COMPLETE THE FOLLOWING
(1) In the passage on Tunstall and Gillespie, at what age did both women sign record deals?
(2) Reproduce the passage on Tunstall and Gillespie word for word, starting at "On the menu" and ending at "allegedly – at 25.".
--- Begin PROVIDED PASSAGE ---
We have brought Tunstall and Gillespie together for a tête-à-tête in central London's Groucho Club. They haven't met before, but it feels as though they should have. Both are Scottish, both are solo "girls with guitars", both signed record deals at the relatively late age of 27 and relocated to London in pursuit of their long-cherished dreams, both have worked with producer Martin Terefe. And both have served an apprenticeship on the streets, busking on the unforgiving pavements of Glasgow. Perhaps that's why, within minutes of meeting, they're chatting like old pals.

Punchily outspoken and a semi-seasoned pro, Tunstall is no fan of The X Factor and its ilk. She is, however, "really interested to know how Emma found the TV show". Wide-eyed but well-travelled, Gillespie wants to hear more about how Tunstall "has fought tooth and nail. It sounds like she's never given up."

On the menu this wintry morning: mint tea and Lemsip, sexuality and selling yourself, Gary Barlow and Shakira, and being over the hill – allegedly – at 25.

Have guitar, will travel

At the start of last year, Gillespie was busking on Buchanan Street, central Glasgow's pedestrianised shopping thoroughfare. Tunstall knows the spot well.
--- End PROVIDED PASSAGE ---
--- Begin MATERIAL SUPPLIED ---
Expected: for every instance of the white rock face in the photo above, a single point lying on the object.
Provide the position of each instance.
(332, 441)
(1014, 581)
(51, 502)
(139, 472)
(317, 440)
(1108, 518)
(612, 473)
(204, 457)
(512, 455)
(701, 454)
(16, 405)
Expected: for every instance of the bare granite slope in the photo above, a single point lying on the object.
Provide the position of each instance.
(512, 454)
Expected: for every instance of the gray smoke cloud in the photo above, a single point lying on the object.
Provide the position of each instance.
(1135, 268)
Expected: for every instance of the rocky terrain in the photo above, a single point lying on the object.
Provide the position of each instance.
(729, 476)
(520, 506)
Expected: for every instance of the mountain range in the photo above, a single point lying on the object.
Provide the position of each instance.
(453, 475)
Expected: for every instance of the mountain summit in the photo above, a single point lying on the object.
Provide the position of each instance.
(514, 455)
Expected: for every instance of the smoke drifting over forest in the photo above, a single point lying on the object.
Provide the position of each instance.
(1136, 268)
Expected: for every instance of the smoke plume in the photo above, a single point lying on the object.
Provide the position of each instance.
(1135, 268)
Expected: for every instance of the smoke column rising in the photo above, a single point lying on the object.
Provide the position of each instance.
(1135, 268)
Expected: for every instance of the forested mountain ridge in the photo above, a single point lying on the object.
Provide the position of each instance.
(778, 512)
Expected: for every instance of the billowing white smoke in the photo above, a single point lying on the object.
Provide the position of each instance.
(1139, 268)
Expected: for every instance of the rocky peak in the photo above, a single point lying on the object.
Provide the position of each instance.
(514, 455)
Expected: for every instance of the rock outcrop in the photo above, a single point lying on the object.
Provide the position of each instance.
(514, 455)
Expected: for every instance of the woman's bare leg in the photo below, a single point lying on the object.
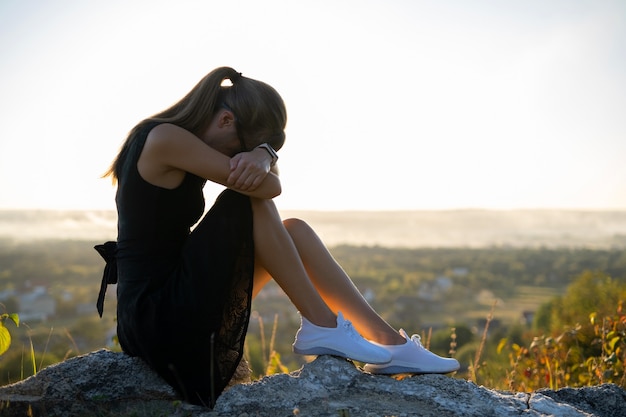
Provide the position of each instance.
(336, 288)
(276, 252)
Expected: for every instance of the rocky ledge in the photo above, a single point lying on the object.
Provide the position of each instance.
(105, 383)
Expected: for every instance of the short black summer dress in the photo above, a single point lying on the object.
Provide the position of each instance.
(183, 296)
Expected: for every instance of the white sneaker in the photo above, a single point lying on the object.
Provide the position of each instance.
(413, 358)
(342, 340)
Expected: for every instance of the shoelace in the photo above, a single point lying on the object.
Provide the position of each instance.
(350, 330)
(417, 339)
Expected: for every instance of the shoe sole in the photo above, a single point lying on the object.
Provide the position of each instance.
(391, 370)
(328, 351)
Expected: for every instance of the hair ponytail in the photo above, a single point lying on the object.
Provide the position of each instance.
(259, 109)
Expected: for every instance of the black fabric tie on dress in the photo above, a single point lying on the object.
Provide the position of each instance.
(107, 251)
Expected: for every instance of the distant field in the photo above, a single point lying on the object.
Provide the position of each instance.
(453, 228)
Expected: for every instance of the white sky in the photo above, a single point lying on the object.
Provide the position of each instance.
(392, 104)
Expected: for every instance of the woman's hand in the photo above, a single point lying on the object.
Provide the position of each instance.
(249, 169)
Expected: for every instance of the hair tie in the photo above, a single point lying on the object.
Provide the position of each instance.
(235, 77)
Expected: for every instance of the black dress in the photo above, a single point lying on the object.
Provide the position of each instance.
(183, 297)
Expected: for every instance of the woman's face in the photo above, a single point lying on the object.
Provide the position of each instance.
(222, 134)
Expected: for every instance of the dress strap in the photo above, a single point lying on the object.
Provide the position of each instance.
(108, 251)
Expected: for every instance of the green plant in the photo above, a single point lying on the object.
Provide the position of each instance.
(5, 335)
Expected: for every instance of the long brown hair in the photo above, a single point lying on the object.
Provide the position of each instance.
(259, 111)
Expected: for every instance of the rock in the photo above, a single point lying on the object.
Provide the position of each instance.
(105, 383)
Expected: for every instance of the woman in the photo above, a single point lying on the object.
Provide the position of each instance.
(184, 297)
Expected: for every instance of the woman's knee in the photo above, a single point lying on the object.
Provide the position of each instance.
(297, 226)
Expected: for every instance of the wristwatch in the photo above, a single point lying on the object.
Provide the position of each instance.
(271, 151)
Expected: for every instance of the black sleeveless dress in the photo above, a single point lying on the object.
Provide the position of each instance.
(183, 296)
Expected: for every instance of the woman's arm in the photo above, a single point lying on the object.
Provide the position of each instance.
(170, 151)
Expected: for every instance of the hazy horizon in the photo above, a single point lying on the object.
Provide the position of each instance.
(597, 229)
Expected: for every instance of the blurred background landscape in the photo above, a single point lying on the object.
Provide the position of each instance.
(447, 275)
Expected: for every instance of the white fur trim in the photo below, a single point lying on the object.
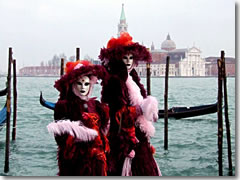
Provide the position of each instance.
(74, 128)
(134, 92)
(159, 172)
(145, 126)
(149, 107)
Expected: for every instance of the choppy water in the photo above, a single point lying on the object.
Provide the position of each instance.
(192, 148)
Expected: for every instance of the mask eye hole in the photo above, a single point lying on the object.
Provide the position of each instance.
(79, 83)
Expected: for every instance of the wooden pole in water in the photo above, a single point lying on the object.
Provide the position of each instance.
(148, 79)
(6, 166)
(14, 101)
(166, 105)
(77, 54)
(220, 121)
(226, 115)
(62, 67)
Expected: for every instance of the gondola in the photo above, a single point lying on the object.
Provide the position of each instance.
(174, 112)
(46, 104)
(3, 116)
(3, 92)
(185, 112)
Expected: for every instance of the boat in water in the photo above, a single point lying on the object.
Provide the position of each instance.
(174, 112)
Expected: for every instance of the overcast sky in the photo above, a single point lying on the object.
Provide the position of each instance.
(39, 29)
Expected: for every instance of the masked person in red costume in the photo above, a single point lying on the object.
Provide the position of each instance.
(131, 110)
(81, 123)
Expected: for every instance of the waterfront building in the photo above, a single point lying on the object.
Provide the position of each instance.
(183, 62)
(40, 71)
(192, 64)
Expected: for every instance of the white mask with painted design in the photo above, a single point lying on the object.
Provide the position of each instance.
--- End MATERIAL SUPPLIED ---
--- Begin MATERIAL SUPPLIED ---
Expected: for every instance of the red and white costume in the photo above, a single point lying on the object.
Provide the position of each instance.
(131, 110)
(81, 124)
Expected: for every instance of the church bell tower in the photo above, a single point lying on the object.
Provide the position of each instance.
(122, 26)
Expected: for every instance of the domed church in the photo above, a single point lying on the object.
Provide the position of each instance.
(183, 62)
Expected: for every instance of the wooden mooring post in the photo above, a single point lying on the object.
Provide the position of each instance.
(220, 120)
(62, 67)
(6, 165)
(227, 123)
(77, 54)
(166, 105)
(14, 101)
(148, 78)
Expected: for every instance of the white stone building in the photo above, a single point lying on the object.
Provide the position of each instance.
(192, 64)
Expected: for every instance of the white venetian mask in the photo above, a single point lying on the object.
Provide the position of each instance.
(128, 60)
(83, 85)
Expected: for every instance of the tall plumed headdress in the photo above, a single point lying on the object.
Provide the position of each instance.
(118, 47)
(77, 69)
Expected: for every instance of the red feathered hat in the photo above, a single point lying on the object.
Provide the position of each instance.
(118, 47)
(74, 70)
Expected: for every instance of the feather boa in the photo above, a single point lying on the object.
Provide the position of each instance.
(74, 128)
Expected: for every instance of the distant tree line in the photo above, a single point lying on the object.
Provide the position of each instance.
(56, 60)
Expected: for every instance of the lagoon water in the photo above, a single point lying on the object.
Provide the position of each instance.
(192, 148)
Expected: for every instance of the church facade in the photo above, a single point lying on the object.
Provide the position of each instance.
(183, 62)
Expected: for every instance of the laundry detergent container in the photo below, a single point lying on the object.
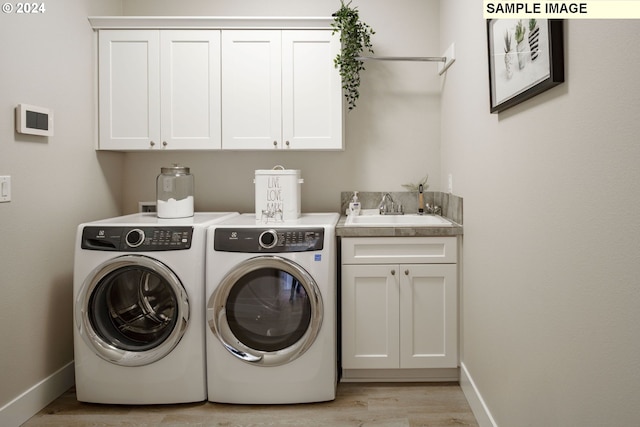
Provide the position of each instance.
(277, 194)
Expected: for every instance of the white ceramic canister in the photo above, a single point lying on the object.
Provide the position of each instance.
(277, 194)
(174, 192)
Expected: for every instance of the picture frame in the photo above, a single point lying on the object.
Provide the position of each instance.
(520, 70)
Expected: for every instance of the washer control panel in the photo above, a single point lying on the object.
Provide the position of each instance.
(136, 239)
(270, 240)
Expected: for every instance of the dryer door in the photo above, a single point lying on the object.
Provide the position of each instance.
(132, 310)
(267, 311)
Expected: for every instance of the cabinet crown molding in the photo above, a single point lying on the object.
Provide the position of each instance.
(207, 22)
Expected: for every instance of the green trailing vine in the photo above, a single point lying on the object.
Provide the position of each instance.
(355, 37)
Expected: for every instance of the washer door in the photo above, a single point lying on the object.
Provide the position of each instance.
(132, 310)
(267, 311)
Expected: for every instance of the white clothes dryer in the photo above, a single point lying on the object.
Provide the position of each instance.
--- End MATERIAL SUPPLIED ---
EXPECTED OUTPUTS
(1) Both signed record deals at 27.

(2)
On the menu this wintry morning: mint tea and Lemsip, sexuality and selling yourself, Gary Barlow and Shakira, and being over the hill – allegedly – at 25.